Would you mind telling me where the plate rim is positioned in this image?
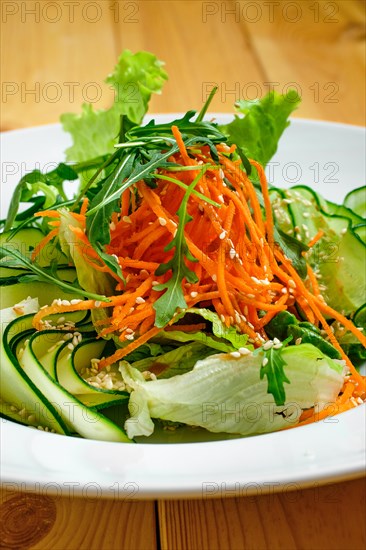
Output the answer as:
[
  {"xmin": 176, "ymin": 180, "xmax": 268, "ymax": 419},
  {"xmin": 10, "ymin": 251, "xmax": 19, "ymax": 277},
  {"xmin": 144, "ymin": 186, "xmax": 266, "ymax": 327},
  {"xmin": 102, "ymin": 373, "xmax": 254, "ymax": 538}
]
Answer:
[{"xmin": 0, "ymin": 113, "xmax": 366, "ymax": 500}]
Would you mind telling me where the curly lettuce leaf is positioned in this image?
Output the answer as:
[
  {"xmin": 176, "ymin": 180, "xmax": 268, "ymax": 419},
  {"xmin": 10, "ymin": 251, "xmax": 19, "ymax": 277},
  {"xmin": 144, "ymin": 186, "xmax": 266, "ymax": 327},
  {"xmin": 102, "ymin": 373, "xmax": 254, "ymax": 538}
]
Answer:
[
  {"xmin": 61, "ymin": 50, "xmax": 167, "ymax": 162},
  {"xmin": 219, "ymin": 90, "xmax": 301, "ymax": 166}
]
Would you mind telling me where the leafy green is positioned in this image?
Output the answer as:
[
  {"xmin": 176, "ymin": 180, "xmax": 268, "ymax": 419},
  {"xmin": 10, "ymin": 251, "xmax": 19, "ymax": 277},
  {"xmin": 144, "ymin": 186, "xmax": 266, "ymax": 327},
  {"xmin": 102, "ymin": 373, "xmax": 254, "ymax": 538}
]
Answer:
[
  {"xmin": 123, "ymin": 342, "xmax": 215, "ymax": 379},
  {"xmin": 219, "ymin": 90, "xmax": 301, "ymax": 166},
  {"xmin": 183, "ymin": 307, "xmax": 252, "ymax": 351},
  {"xmin": 4, "ymin": 162, "xmax": 78, "ymax": 231},
  {"xmin": 260, "ymin": 347, "xmax": 290, "ymax": 405},
  {"xmin": 121, "ymin": 344, "xmax": 344, "ymax": 438},
  {"xmin": 59, "ymin": 208, "xmax": 114, "ymax": 300},
  {"xmin": 0, "ymin": 245, "xmax": 108, "ymax": 301},
  {"xmin": 61, "ymin": 50, "xmax": 167, "ymax": 162},
  {"xmin": 273, "ymin": 225, "xmax": 309, "ymax": 279}
]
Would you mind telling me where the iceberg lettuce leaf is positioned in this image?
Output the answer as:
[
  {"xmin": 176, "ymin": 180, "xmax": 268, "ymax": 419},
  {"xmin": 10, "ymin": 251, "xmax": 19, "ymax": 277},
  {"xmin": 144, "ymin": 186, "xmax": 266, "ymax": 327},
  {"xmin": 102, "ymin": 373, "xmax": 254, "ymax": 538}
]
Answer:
[{"xmin": 121, "ymin": 344, "xmax": 344, "ymax": 438}]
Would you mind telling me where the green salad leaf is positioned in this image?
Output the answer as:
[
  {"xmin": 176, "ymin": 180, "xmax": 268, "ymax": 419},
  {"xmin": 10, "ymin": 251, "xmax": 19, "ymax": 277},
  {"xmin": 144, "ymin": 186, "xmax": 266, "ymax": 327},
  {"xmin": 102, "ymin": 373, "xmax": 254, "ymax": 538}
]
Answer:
[
  {"xmin": 61, "ymin": 50, "xmax": 167, "ymax": 162},
  {"xmin": 121, "ymin": 344, "xmax": 344, "ymax": 438},
  {"xmin": 220, "ymin": 90, "xmax": 301, "ymax": 166}
]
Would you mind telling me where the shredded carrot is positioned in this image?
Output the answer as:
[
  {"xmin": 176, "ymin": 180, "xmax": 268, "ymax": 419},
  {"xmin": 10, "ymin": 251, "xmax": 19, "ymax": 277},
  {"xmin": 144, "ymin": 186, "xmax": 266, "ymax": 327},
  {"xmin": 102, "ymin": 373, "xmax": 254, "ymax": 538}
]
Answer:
[{"xmin": 33, "ymin": 126, "xmax": 366, "ymax": 425}]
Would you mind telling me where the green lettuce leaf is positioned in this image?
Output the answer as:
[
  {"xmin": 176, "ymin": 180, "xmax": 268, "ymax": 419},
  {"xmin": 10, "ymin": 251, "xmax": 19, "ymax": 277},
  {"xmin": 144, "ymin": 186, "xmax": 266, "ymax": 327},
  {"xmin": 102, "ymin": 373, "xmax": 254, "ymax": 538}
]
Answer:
[
  {"xmin": 219, "ymin": 90, "xmax": 301, "ymax": 166},
  {"xmin": 183, "ymin": 307, "xmax": 252, "ymax": 349},
  {"xmin": 121, "ymin": 344, "xmax": 344, "ymax": 438},
  {"xmin": 61, "ymin": 50, "xmax": 167, "ymax": 162}
]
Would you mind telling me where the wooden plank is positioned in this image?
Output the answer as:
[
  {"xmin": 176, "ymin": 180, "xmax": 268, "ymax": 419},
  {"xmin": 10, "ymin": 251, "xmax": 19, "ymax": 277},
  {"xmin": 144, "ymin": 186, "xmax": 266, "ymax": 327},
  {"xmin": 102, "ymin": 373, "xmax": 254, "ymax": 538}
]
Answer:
[
  {"xmin": 237, "ymin": 0, "xmax": 366, "ymax": 125},
  {"xmin": 1, "ymin": 1, "xmax": 116, "ymax": 131},
  {"xmin": 0, "ymin": 491, "xmax": 157, "ymax": 550},
  {"xmin": 110, "ymin": 1, "xmax": 264, "ymax": 113},
  {"xmin": 159, "ymin": 479, "xmax": 366, "ymax": 550}
]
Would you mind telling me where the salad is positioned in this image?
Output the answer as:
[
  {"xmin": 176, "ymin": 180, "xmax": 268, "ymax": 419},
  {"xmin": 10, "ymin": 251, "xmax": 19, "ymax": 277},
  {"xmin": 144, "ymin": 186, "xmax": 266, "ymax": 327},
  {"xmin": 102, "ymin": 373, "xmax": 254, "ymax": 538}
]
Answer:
[{"xmin": 0, "ymin": 50, "xmax": 366, "ymax": 442}]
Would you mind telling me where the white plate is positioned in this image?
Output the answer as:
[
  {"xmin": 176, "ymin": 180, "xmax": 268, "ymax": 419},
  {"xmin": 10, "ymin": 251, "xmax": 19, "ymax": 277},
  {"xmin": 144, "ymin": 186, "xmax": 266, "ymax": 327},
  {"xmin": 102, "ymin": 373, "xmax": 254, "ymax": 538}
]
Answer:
[{"xmin": 0, "ymin": 115, "xmax": 366, "ymax": 499}]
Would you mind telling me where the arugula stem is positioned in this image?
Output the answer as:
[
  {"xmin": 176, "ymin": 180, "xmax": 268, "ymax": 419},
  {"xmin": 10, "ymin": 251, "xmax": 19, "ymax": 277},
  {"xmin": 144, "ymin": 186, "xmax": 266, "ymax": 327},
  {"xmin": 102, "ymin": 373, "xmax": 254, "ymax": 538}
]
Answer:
[
  {"xmin": 196, "ymin": 86, "xmax": 218, "ymax": 122},
  {"xmin": 158, "ymin": 174, "xmax": 221, "ymax": 208},
  {"xmin": 71, "ymin": 151, "xmax": 120, "ymax": 212}
]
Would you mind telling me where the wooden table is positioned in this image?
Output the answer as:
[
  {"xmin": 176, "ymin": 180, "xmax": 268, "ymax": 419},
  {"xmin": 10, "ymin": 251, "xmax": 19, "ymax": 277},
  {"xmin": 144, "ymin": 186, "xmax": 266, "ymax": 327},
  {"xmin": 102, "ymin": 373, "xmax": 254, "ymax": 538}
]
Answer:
[{"xmin": 0, "ymin": 0, "xmax": 366, "ymax": 550}]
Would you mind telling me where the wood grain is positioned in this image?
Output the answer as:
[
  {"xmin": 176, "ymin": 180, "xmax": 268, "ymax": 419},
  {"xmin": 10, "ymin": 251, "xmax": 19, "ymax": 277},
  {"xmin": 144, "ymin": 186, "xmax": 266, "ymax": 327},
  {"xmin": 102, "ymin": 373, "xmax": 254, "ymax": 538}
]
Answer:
[
  {"xmin": 240, "ymin": 0, "xmax": 366, "ymax": 125},
  {"xmin": 158, "ymin": 479, "xmax": 366, "ymax": 550},
  {"xmin": 0, "ymin": 491, "xmax": 156, "ymax": 550}
]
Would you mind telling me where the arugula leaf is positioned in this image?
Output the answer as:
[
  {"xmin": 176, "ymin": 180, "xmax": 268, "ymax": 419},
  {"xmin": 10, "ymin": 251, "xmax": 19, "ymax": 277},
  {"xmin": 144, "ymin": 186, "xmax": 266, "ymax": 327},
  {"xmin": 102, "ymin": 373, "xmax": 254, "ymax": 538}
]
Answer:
[
  {"xmin": 61, "ymin": 50, "xmax": 167, "ymax": 162},
  {"xmin": 259, "ymin": 340, "xmax": 290, "ymax": 406},
  {"xmin": 153, "ymin": 172, "xmax": 205, "ymax": 328},
  {"xmin": 219, "ymin": 90, "xmax": 301, "ymax": 166}
]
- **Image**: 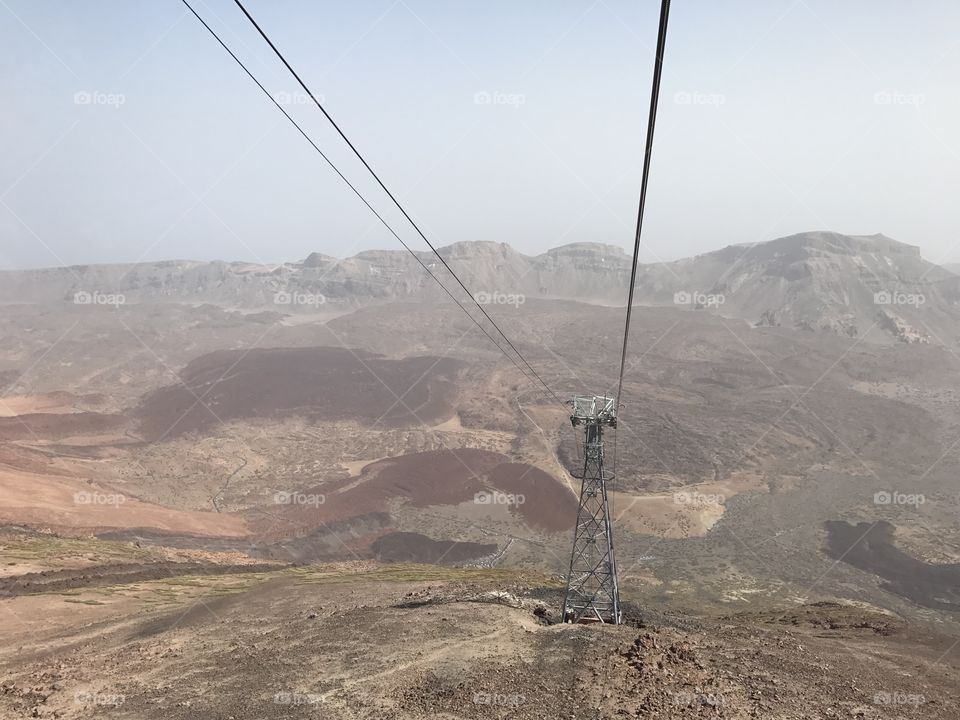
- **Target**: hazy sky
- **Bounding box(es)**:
[0,0,960,268]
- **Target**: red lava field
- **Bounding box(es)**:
[136,347,462,441]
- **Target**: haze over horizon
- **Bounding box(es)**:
[0,0,960,269]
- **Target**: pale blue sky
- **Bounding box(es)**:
[0,0,960,268]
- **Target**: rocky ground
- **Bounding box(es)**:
[0,563,960,720]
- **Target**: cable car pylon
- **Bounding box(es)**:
[562,395,622,625]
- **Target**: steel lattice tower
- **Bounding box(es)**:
[563,395,621,625]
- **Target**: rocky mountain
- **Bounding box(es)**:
[0,232,960,346]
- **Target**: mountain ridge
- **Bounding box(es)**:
[0,231,960,345]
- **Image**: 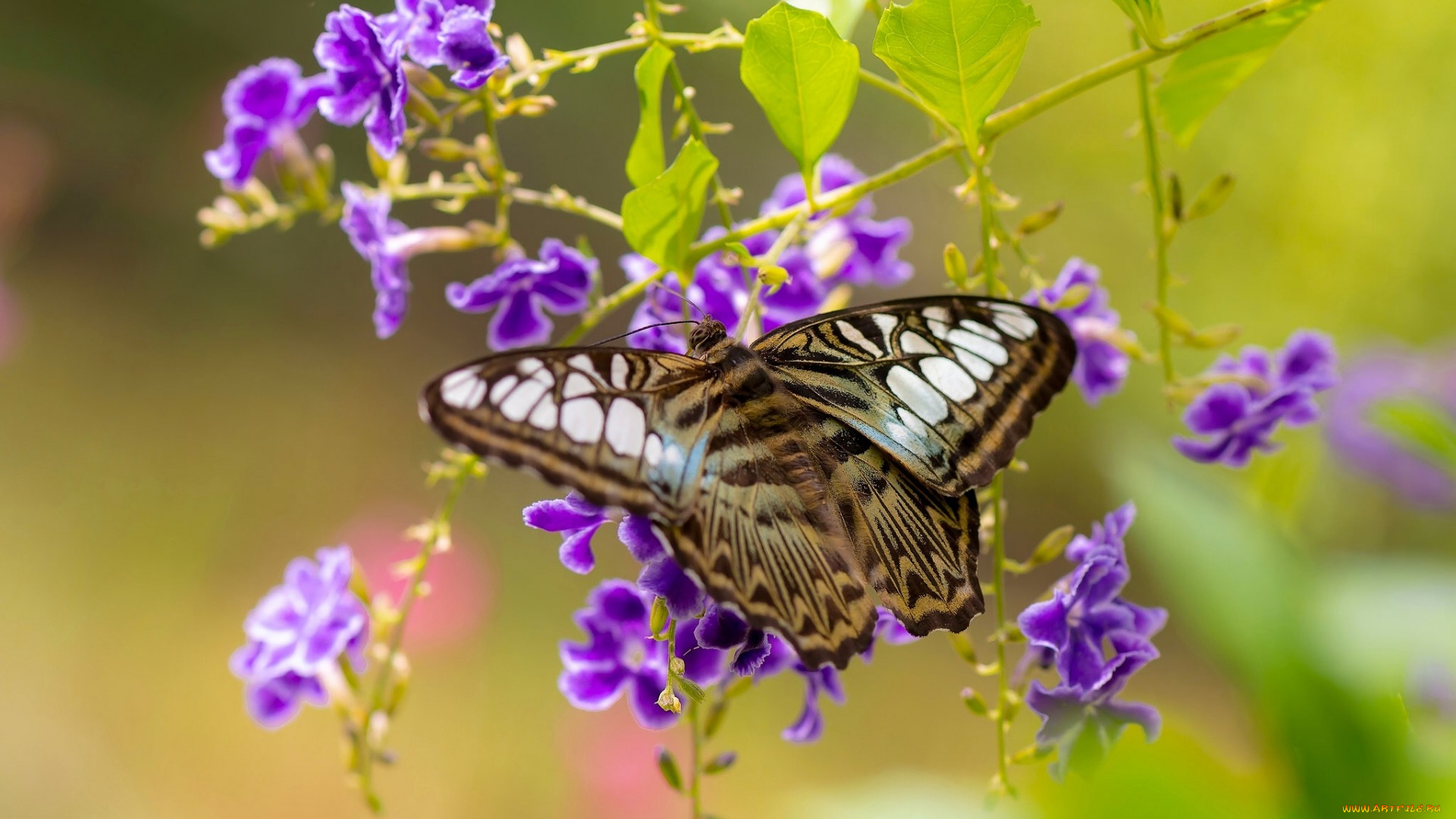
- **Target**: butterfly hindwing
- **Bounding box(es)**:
[421,348,719,520]
[753,296,1076,495]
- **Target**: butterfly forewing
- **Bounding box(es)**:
[753,296,1076,495]
[421,348,720,520]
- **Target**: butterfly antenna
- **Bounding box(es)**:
[592,319,698,347]
[648,281,712,319]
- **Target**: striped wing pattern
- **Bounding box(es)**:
[753,296,1076,495]
[421,296,1076,667]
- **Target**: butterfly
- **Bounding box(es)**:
[421,296,1076,667]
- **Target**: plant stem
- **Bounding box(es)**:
[990,474,1010,791]
[981,0,1303,140]
[687,137,961,264]
[354,465,473,811]
[687,701,703,819]
[1133,30,1176,383]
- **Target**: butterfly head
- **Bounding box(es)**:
[687,316,733,359]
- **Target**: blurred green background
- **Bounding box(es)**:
[0,0,1456,819]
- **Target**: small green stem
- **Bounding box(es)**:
[354,465,473,813]
[687,137,961,264]
[687,693,703,819]
[980,0,1303,140]
[990,475,1010,790]
[1133,30,1176,383]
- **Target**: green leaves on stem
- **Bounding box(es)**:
[1153,0,1325,146]
[739,3,859,201]
[622,137,718,270]
[628,42,673,188]
[875,0,1040,146]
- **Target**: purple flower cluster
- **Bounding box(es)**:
[204,0,508,188]
[228,545,369,729]
[446,239,597,350]
[1024,258,1134,405]
[1174,329,1339,466]
[620,155,913,353]
[202,57,332,188]
[1018,503,1168,778]
[524,493,916,742]
[1325,339,1456,507]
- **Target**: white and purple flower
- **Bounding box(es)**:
[446,239,597,350]
[202,57,334,188]
[313,3,410,158]
[1018,503,1168,778]
[1174,329,1339,466]
[228,545,369,729]
[1022,258,1133,406]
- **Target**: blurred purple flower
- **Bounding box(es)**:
[1018,503,1168,688]
[758,153,915,287]
[313,3,410,158]
[1325,340,1456,507]
[378,0,510,90]
[1027,632,1162,781]
[1022,258,1133,406]
[446,239,597,350]
[202,57,334,188]
[228,545,369,729]
[1016,503,1168,778]
[1174,329,1339,466]
[557,580,728,729]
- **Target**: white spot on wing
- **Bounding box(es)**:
[945,329,1010,362]
[900,331,940,356]
[606,398,646,456]
[885,364,951,424]
[500,359,556,421]
[990,303,1037,341]
[440,369,485,410]
[869,313,900,340]
[834,319,883,359]
[560,373,597,398]
[920,356,975,400]
[560,398,606,443]
[526,395,556,430]
[611,353,629,389]
[642,433,663,466]
[491,376,521,403]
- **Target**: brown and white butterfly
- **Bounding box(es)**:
[421,296,1076,667]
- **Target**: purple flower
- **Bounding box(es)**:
[313,5,410,158]
[758,155,915,287]
[446,239,597,350]
[339,182,415,338]
[1016,503,1168,778]
[202,57,332,188]
[1174,329,1339,466]
[1022,258,1133,406]
[1325,339,1456,507]
[1027,632,1162,781]
[557,580,728,729]
[380,0,510,90]
[228,545,369,729]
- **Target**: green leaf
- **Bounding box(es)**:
[1157,0,1325,146]
[1370,400,1456,475]
[738,3,859,180]
[628,42,673,188]
[622,139,718,270]
[875,0,1040,146]
[786,0,864,39]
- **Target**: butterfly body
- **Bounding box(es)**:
[422,297,1075,667]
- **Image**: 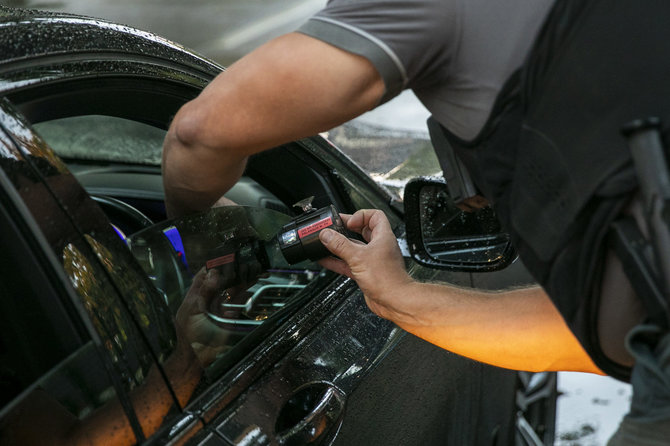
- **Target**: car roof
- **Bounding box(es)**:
[0,6,222,73]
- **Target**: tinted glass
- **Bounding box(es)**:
[128,206,323,367]
[34,115,165,165]
[0,104,184,445]
[35,112,331,402]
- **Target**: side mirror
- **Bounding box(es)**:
[404,178,516,272]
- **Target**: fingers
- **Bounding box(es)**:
[319,229,354,262]
[319,257,352,278]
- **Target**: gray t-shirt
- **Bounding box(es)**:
[298,0,553,140]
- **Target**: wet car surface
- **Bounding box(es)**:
[0,8,553,445]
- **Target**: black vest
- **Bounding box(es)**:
[434,0,670,379]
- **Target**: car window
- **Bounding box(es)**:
[0,109,186,444]
[127,206,326,370]
[34,115,165,166]
[26,111,333,399]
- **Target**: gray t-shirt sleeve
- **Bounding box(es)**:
[297,0,459,102]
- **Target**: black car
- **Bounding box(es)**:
[0,7,556,446]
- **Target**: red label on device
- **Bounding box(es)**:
[298,217,333,238]
[205,254,235,269]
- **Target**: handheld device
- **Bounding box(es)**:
[277,197,344,265]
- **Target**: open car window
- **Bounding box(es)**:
[127,206,324,366]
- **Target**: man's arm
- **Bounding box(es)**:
[320,210,602,374]
[163,33,385,216]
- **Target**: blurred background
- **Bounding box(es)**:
[0,0,631,446]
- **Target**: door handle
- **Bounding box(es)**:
[275,381,346,446]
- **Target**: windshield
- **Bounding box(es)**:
[126,206,325,362]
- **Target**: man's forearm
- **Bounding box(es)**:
[163,128,246,217]
[384,283,602,374]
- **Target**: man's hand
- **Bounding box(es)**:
[319,209,414,320]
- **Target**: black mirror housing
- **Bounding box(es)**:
[404,177,516,272]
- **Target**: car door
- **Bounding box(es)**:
[0,100,197,444]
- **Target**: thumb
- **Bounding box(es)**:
[319,229,354,262]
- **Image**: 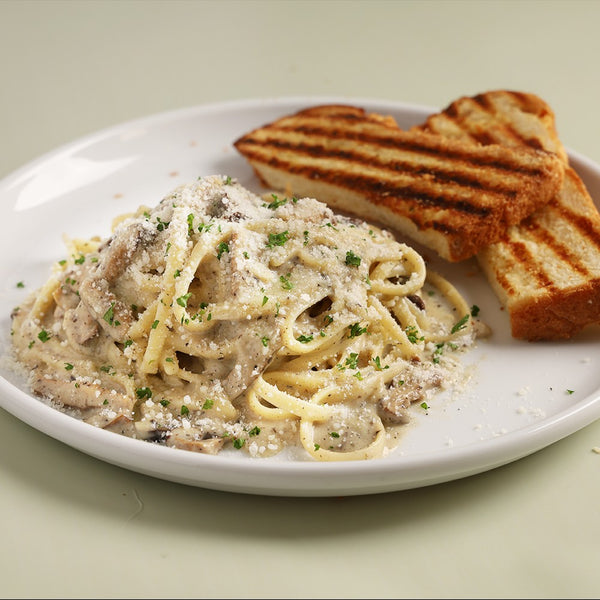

··········

Update the stretch of items from the line containing "- **Target**: car door" through the end of the items, replacing "thumb" with "man's thumb" and changing nothing else. Omit the pictures from your answer.

# Final answer
- **Target**: car door
- **Bounding box(es)**:
[0,100,197,444]
- **Target**: man's thumb
- **Bounding box(es)**:
[319,229,354,262]
- **Image**: 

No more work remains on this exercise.